● Instrucciones:
Según el texto sobre el cumpleaños en cuarentena, ¿en qué momento del año cumplió años quien lo escribe?

● Texto:
-*-*-
Texto por: Seba Schirmer L. / Ilustración: Rafa Angluo @kipper_art
A fines de junio estuve de cumpleaños y, como a todos desde marzo, me uní al club de los que debieron celebrarlo encuarentenados. Celebrar un cumpleaños, en realidad celebrar algo, en medio de una pandemia es algo singular y no menos extraño. Primero, por las razones obvias, celebrar algo mientras hay gente que sufre hambre, fallecimientos o incertidumbre laboral es un contraste fuerte, pero como todo en la vida, la presencia de esos contrastes es propio del universo en que vivimos y no debemos negar ninguno de los dos. En segundo lugar, la imposibilidad de reunirse con amigos y seres queridos también hace que celebrar se reduzca a algo muy íntimo (el hogar) y con suerte una videoconferencia. Y, como saben los que lo han intentado, festejar por videoconferencia es un desastre. Cuesta muchísimo conversar o mantener siquiera un mínimo de entendimiento en la cacofonía de voces. Unos que intentan hablar con otros, otros cuyos perros tienen un concierto a tres ladridos, aquellos con niños pequeños o guaguas que chillan en el fondo, el que tiene una conexión pésima y llega con desface o grita, como si eso mejorase los errores de conexión, y esos con música de fondo. En definitiva, utilizar plataformas diseñadas para conferencias o reuniones formales simplemente no funcionan en un encuentro casual, donde las conversaciones se cruzan, las interacciones son muchas y el ruido demasiado. Además que tiene algo de penoso el beber frente a una pantalla, aunque sea ciber-compartiendo.
Fue un cumpleaños extraño en el que opte por simplemente no hacer nada, razones hay para celebrar, sigo otro año vivo, mi familia creció y esta sana; pero la gente con la que uno quiere compartir no está aquí y, quizás, ellos no tengan razones para compartir. Pero el otro año será otra historia.
-*-*-
● Datos a continuación:
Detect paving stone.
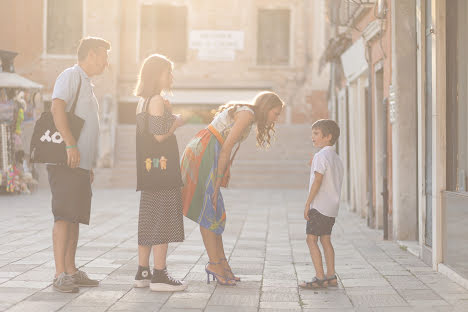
-*-*-
● Tu respuesta:
A fines de junio.